EXERCISE REQUIREMENTS:
• a. Answer these about the Dubai banking thread, one line each:
(i) What documents does Elphaba list for opening an account?
(ii) About how much does sgilli3 say each transfer back to Australia costs?
(iii) What share of the amount transferred does Elphaba say retail banks generally take on the conversion?
• b. Rewrite the Dubai banking thread starting at "Retail banks quote" and ending at "plus Dhs 75.", with "currency conversion" changed to "currency exchange".
• c. Carry the Dubai banking thread on from its last line.

# Finance Questions



## Osh (Mar 9, 2008)

What do we need to open a bank account in Dubai? Are there any restrictions in transferring money from Dubai to Australia and can this be done via the internet (considering different currency)? I was told that HBSC does not have internet banking, which I found very hard to believe for such a large bank.


----------



## Elphaba (Jan 24, 2008)

HSBC does have internet banking - I use it! Bear in mind that HSBC in Dubai (the inshore, not offshorepart) is run very differently from the rest of the business.

To open an account here you need to show your passport with residency visa, proof of address, possibly a letter from the employer.


No restrictions on international transfers. If you plan to transfer large sums (say AUD 20K) I can put you in touch with a company that will charge you a lot less than the banks, as you can access wholesale exchange rates, rather than retail.


----------



## Osh (Mar 9, 2008)

Thanks Elphaba...being in the banking industry myself I couldn't believe HSBC didn't have internet banking. Thanks for the other info too  I'll keep that in mind


----------



## sgilli3 (Mar 23, 2008)

It costs us about 75 dhs to send money back to Aus each time, which I think is reasonable


----------



## Elphaba (Jan 24, 2008)

sgilli3 said:


> It costs us about 75 dhs to send money back to Aus each time, which I think is reasonable


sgilli - in real terms it costs you more than that.

Retail banks quote a certain fee, but don't mention that they take a cut when they do the currency conversion. You'll be aware that there is always a difference in the rates at which you buy & sell currency and it is the same when effecting an international transfer. Generally this is in the region of 2% of the amount transferred, so the real cost to you is this 2% plus Dhs 75.

My system allows individuals to benefit from wholesale currency exchange rates that are no more than 1% with no other charges. All very simple and straightforward and via a major bank.

Suitable for sums in excess of say GBP 10,000 , UAD & AUD 20,000 - so considerable savings can be made.


----------



## sgilli3 (Mar 23, 2008)

Hi Elphaba
For the amount we transfer...certainly not the type of money you are talking, and for the times we have to do it...the 75 suits us.
We only transfer when we need to pay for something back home.

I


----------



## Elphaba (Jan 24, 2008)

Fair enough 

Just be aware that the real cost of DHs 75 PLUS approx 2% of the amount you transfer.


----------



## Osh (Mar 9, 2008)

from what you both say, perhaps it is better to accumulate the money in a Dubai bank and send bulk amounts of AUD $20k rather than a lots of little transactions


----------



## alli (Mar 6, 2008)

Hey all,
Bumping this thread cos I need some HSBC help!

I want to transfer money from my HSBC account in Dubai back to my ANZ account in Australia.

DATASET RECORDS:
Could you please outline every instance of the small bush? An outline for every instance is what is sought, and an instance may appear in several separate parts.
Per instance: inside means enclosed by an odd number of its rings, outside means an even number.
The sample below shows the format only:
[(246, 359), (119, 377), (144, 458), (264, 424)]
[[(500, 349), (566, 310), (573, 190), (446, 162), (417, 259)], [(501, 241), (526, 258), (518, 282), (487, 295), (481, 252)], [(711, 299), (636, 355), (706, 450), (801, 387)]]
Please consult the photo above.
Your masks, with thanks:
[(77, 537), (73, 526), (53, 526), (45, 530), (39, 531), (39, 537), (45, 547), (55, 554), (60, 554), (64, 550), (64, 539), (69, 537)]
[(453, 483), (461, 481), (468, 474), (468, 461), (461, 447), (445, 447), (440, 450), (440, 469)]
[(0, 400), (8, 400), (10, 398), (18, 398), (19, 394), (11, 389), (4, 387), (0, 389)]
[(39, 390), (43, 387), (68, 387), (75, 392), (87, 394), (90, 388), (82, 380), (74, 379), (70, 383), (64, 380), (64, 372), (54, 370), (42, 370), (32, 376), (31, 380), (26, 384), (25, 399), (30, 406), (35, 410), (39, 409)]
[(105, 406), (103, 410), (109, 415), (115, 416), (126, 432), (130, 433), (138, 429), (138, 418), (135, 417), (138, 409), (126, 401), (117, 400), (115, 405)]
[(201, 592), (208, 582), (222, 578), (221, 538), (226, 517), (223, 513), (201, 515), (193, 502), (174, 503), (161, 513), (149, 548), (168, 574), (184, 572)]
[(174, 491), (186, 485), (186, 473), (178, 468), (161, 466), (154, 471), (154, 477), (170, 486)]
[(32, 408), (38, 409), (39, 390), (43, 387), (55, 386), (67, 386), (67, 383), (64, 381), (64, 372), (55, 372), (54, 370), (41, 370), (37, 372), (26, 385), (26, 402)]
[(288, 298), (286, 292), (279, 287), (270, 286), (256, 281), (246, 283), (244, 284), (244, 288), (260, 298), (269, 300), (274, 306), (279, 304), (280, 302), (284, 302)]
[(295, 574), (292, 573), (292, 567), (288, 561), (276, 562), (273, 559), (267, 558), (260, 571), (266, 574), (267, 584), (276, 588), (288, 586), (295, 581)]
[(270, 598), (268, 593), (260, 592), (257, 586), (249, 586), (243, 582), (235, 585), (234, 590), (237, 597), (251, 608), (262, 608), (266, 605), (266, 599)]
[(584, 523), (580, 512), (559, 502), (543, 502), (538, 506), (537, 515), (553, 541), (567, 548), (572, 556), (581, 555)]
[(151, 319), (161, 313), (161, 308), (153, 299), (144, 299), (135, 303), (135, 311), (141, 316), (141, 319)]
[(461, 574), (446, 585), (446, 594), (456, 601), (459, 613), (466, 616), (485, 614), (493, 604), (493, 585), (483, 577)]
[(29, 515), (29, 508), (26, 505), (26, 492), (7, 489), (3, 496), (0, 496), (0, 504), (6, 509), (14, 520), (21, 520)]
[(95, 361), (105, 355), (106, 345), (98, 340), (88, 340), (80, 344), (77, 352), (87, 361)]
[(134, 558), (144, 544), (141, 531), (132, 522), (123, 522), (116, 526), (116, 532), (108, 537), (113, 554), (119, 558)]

ANSWER LIST:
• a.
(i) A passport with residency visa, proof of address, and possibly a letter from the employer.
(ii) About 75 dhs.
(iii) About 2%.

• b.
Retail banks quote a certain fee, but don't mention that they take a cut when they do the currency exchange. You'll be aware that there is always a difference in the rates at which you buy & sell currency and it is the same when effecting an international transfer. Generally this is in the region of 2% of the amount transferred, so the real cost to you is this 2% plus Dhs 75.

• c.
I joined internet banking, and filled out a form requesting a limit to transfer funds, but that was 3 days ago and I urgently need to transfer money.

Can anyone help?


----------



## Elphaba (Jan 24, 2008)

Your options depend on how much you need to transfer.

If the sum is in excess of AED 72,000 contact me & I can get you a quick transfer with wholesale exchange rate.

If less than that, you can go to a main branch of HSBC & they can action it for you. Did you deliver the form or put in through an ATM? If so, it should now be activated. Failing that you can transfer using Western Union, for a charge.

-


----------



## Elphaba (Jan 24, 2008)

Apologies for confusion. Wholesale exchange rates are available for amounts in excess of AED 72,000 (GBP 10,000 USD 20,000 or equivalent in any currency).

Transfers can be doen between any currencies and are usually quicker than between retail bank accounts as well as offering more competitive exchange rates and no other charges.


-


----------



## Young Professional (Jul 7, 2008)

Could you please let me know how to transfer money from the USA to Dubai using the wholesale exchange rate? This will probably come in handy as I'll need to pay rent upfront. Thanks!


----------



## Elphaba (Jan 24, 2008)

Young Professional said:


> Could you please let me know how to transfer money from the USA to Dubai using the wholesale exchange rate? This will probably come in handy as I'll need to pay rent upfront. Thanks!


Please send me a PM.

Thanks


----------



## mangu_23 (Jan 10, 2009)

*transfer funds to Australia*

Hi Elphaba, 
I have to do a one off transfer of AED 70,000 - 75,000 towards the end of this month to my Citibank account in Australia. In your threads you mentioned you have contacts who could give me a good exchange rate + safe transfer to Australia. One of my mates suggested I go to Al Ansari. If you think your contact can offer me a better deal please ask him to mail me or give me his details for me to contact him. Many thanks.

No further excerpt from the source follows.